Texto de origen>
Casos como el de Isla Urbana demuestran que el ciclo del agua puede ser restaurado cuando los seres humanos asumen un papel activo y consciente, no solo como consumidores, sino como cuidadores de ese hilo líquido que sostiene la vida.
La naturaleza puede limpiar, regenerar, equilibrar… hasta que no puede más. Cuando el ciclo colapsa, el agua regresa con furia o se ausenta sin aviso. Y entonces comprendemos —demasiado tarde, a veces— que no es solo un recurso: es la condición misma de nuestra existencia.

Cada uno puede hacer su parte para cuidar el agua, el gobierno con políticas públicas eficaces e inversiones en infraestructura. Los ciudadanos usándola con más conciencia y acciones como recolectar la lluvia en casa, poner filtros y contenedores sencillos, o aprovechar el agua que sale de los aires acondicionados, sobre todo en lugares húmedos. Y prácticas tan simples como reparar fugas, usar sanitarios de bajo consumo o cerrar la llave mientras se cepillan los dientes.

Porque al final, pequeñas acciones, sumadas una a una, pueden devolverle el equilibrio a la tierra. Y cuidar el agua es, en el fondo, cuidar de nosotros mismos.

Registros>
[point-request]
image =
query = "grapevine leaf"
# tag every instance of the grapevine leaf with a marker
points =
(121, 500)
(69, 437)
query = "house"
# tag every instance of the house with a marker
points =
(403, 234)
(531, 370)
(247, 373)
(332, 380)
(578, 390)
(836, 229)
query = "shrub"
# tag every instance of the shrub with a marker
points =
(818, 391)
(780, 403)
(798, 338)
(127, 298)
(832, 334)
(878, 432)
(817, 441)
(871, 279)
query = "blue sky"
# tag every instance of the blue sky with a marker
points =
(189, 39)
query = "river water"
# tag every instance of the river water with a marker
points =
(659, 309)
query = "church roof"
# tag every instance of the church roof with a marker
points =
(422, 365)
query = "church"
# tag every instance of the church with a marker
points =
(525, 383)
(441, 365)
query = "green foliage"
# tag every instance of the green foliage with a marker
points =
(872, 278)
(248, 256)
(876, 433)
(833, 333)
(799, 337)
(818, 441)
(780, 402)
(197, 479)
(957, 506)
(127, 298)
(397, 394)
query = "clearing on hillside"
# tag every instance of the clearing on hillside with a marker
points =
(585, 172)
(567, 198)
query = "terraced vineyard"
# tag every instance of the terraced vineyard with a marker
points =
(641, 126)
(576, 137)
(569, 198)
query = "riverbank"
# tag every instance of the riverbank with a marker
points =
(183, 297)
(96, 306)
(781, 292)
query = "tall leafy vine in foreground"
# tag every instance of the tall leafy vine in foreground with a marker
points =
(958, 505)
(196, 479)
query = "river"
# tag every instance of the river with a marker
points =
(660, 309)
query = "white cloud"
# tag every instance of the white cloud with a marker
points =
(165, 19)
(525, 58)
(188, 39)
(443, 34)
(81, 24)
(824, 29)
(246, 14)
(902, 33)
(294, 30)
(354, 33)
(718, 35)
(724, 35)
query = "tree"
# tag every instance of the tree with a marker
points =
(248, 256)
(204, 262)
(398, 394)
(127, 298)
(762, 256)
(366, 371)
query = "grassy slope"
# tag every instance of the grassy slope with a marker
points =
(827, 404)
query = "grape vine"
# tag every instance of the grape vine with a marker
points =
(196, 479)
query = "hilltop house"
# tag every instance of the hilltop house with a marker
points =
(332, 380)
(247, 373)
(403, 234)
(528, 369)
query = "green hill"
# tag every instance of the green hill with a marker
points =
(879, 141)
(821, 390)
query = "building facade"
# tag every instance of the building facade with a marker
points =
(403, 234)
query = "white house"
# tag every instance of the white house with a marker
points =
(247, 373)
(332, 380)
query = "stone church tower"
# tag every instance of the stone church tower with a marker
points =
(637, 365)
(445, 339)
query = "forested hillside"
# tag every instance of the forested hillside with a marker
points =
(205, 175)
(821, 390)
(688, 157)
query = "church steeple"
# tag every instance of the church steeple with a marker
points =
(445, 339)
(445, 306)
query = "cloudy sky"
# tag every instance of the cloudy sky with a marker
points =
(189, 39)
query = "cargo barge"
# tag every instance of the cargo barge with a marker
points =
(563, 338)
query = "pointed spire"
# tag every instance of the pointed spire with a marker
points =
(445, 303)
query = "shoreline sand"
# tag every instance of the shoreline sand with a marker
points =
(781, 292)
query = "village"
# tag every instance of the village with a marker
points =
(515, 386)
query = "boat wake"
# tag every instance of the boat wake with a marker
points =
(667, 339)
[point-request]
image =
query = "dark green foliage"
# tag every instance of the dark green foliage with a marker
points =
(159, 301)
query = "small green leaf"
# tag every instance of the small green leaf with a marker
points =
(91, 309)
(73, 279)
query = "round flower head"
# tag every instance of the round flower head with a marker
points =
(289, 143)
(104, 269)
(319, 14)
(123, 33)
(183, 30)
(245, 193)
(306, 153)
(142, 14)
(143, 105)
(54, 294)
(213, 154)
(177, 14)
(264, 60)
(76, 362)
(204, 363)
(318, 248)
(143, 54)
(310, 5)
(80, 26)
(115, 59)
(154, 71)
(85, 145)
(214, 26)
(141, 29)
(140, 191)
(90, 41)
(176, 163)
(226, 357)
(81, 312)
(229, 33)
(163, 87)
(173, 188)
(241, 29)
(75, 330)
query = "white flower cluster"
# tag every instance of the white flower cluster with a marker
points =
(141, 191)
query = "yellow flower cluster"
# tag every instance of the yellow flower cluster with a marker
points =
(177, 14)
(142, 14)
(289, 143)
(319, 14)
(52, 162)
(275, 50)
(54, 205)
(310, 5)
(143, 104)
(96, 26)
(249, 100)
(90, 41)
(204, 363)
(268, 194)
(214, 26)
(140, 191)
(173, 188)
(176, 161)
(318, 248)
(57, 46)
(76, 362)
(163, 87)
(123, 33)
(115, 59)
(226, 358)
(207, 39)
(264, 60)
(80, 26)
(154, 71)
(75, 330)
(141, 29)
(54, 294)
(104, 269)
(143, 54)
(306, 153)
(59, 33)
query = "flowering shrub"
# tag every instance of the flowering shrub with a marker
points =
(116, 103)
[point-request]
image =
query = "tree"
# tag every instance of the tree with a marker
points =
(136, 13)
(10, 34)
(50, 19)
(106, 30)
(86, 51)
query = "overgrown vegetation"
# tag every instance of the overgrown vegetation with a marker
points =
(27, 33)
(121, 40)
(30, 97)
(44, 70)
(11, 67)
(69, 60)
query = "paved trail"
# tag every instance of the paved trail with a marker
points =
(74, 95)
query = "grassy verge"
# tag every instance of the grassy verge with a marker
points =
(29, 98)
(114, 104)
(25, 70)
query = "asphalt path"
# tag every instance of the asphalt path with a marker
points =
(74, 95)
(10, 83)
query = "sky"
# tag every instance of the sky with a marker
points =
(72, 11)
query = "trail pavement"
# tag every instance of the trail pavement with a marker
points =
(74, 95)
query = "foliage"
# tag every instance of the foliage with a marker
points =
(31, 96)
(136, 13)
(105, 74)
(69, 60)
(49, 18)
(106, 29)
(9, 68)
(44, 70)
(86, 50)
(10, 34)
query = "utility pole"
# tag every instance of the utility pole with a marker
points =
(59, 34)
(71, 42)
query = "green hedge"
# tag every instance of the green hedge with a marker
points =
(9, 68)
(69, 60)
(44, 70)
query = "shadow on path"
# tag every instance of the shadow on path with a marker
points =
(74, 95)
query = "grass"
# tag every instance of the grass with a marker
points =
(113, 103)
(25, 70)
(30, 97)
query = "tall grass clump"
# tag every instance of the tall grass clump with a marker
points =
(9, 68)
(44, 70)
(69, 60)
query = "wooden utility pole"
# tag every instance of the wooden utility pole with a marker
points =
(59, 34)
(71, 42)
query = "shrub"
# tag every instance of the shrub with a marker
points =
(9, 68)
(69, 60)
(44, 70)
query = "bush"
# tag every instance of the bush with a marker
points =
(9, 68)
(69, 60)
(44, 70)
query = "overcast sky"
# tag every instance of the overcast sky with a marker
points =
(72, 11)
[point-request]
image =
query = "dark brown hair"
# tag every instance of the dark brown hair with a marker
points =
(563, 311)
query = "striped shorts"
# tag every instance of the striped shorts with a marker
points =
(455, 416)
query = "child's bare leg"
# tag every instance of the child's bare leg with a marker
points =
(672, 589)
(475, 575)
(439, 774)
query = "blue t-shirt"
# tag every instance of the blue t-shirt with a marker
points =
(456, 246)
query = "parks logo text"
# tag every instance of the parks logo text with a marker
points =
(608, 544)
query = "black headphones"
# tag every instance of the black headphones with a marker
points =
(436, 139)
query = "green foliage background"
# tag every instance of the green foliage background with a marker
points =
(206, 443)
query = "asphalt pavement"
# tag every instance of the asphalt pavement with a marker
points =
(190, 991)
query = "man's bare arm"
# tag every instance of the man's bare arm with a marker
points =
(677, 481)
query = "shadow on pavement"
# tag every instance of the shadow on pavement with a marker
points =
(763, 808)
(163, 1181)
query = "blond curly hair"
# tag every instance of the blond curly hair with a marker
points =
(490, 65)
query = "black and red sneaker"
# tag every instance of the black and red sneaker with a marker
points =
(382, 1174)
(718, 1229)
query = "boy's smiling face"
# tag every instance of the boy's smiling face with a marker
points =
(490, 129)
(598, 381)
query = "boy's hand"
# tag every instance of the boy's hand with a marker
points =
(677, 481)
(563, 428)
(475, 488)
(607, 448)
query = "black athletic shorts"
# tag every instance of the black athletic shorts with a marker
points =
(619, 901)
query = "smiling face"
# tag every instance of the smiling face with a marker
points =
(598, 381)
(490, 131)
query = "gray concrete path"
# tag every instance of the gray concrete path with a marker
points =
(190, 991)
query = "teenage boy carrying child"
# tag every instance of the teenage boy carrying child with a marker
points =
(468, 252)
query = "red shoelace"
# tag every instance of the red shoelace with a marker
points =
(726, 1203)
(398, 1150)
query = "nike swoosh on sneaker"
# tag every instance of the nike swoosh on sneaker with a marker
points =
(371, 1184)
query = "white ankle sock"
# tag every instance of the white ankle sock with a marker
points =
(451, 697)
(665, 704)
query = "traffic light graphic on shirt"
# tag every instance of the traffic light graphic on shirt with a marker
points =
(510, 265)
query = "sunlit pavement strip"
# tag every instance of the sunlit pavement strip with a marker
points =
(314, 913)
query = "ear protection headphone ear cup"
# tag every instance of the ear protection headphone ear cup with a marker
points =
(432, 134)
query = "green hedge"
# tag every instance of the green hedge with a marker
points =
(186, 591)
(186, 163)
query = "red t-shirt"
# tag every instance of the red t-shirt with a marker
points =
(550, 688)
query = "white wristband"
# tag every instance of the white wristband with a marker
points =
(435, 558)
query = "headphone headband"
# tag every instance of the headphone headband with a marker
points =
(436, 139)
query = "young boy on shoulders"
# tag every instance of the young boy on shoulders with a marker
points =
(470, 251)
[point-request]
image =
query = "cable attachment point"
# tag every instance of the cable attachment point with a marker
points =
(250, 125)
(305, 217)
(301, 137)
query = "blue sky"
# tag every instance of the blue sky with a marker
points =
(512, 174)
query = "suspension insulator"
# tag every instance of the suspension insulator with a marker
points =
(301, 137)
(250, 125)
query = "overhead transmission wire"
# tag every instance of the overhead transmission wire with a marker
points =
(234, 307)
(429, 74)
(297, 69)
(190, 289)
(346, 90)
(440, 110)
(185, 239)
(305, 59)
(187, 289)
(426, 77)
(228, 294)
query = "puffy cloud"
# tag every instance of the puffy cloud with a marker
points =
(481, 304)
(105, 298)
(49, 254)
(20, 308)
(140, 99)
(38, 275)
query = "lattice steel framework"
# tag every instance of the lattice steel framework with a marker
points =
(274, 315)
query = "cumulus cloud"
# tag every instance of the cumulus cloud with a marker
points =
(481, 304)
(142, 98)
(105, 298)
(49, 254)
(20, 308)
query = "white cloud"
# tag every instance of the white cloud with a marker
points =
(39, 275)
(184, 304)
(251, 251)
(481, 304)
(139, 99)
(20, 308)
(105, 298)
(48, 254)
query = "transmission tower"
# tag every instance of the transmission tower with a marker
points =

Consigna 1> ¿Qué caso cita el texto sobre el agua como muestra de que el ciclo del agua puede restaurarse?
Consigna 2> Reproduzca literalmente el fragmento del texto sobre el agua comprendido entre "La naturaleza puede" y "de nuestra existencia.", ambos incluidos.
Los registros no intervienen en absoluto aquí.

Resultado 1> El de Isla Urbana.

Resultado 2>
La naturaleza puede limpiar, regenerar, equilibrar… hasta que no puede más. Cuando el ciclo colapsa, el agua regresa con furia o se ausenta sin aviso. Y entonces comprendemos —demasiado tarde, a veces— que no es solo un recurso: es la condición misma de nuestra existencia.